→ **Trabajo solicitado**
1. Enumere los hechos históricos que el texto sobre la plenitud de los tiempos aduce acerca de la época en que nació Jesús.
2. Imprima textualmente el fragmento del texto sobre la plenitud de los tiempos que va desde «La paz, que» hasta «culmen del tiempo.», este último incluido.
3. Redacte la continuación del texto sobre la plenitud de los tiempos a partir del punto en que termina.

----- Texto

La paz, que Dios Padre desea sembrar en el mundo, debe ser cultivada por nosotros, dice el Papa en el inicio del nuevo año
Hemos escuchado las palabras del apóstol Pablo: «Cuando llegó la plenitud de los tiempos, envió Dios a su Hijo, nacido de mujer» (Gal 4,4).
¿Qué significa que Jesús naciera en la “plenitud de los tiempos”? Si nuestra mirada se dirige al momento histórico, nos quedaríamos desilusionados enseguida. Roma dominaba gran parte del mundo conocido con su potencia militar. El emperador Augusto había llegado al poder tras cinco guerras civiles. Incluso Israel había sido conquistado por el imperio romano y el pueblo elegido estaba privado de libertad. Para los contemporáneos de Jesús, por tanto, aquel no era ciertamente el tiempo mejor. No es pues a la esfera geopolítica donde se debe mirar para definir el culmen del tiempo.
Es necesaria, entonces, otra interpretación, que comprenda la plenitud a partir de Dios. En el momento en que Dios establece que ha llegado el momento de cumplir la promesa hecha, entonces para la humanidad se realiza la plenitud de los tiempos. Por tanto, no es la historia la que decide el nacimiento de Cristo; es, más bien, su venida al mundo la que permite a la historia alcanzar su plenitud. Por eso, del nacimiento del Hijo de Dios inicia el cómputo de una nueva era, la que ve el cumplimiento de la antigua promesa.

----------
----- Material proporcionado

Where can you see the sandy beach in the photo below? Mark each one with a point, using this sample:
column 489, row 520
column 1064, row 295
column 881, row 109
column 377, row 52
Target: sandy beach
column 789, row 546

----------

→ **Respuestas entregadas**
1.
- Roma dominaba gran parte del mundo conocido con su potencia militar.
- El emperador Augusto había llegado al poder tras cinco guerras civiles.
- Israel había sido conquistado por el imperio romano.
- El pueblo elegido estaba privado de libertad.

2.
La paz, que Dios Padre desea sembrar en el mundo, debe ser cultivada por nosotros, dice el Papa en el inicio del nuevo año
Hemos escuchado las palabras del apóstol Pablo: «Cuando llegó la plenitud de los tiempos, envió Dios a su Hijo, nacido de mujer» (Gal 4,4).
¿Qué significa que Jesús naciera en la “plenitud de los tiempos”? Si nuestra mirada se dirige al momento histórico, nos quedaríamos desilusionados enseguida. Roma dominaba gran parte del mundo conocido con su potencia militar. El emperador Augusto había llegado al poder tras cinco guerras civiles. Incluso Israel había sido conquistado por el imperio romano y el pueblo elegido estaba privado de libertad. Para los contemporáneos de Jesús, por tanto, aquel no era ciertamente el tiempo mejor. No es pues a la esfera geopolítica donde se debe mirar para definir el culmen del tiempo.

3.
Como escribe el autor de la Carta a los Hebreos: «Dios, habiendo hablado muchas veces y de muchas maneras en otro tiempo a los padres por medio de los profetas, en estos últimos días nos ha hablado por medio del Hijo, a quien constituyó heredero de todo, y por quien hizo el universo; el cual, es resplandor de su gloria e imagen misma de su sustancia, y quien sustenta todas las cosas con la palabra de su poder» (1,1-3).
La plenitud de los tiempos, pues, es la presencia de Dios en primera persona en nuestra historia. Ahora podemos ver su gloria que brilla en la pobreza de un establo, y ser animados y sostenidos por su Verbo hecho “pequeño” en un niño. Gracias a Él, nuestro tiempo puede encontrar su plenitud. También nuestro tiempo personal hallará su plenitud en el encuentro con Jesucristo, Dios hecho hombre.
Sin embargo, este misterio siempre contrasta con la dramática experiencia histórica. Cada día, mientras nos gustaría ser sostenidos por las señales de la presencia de Dios, lo cierto es que nos encontramos signos opuestos, negativos, que lo hacen más bien sentir como ausente. La plenitud del tiempo parece agrietarse ante las múltiples formas de injusticia y violencia que hieren diariamente a la humanidad.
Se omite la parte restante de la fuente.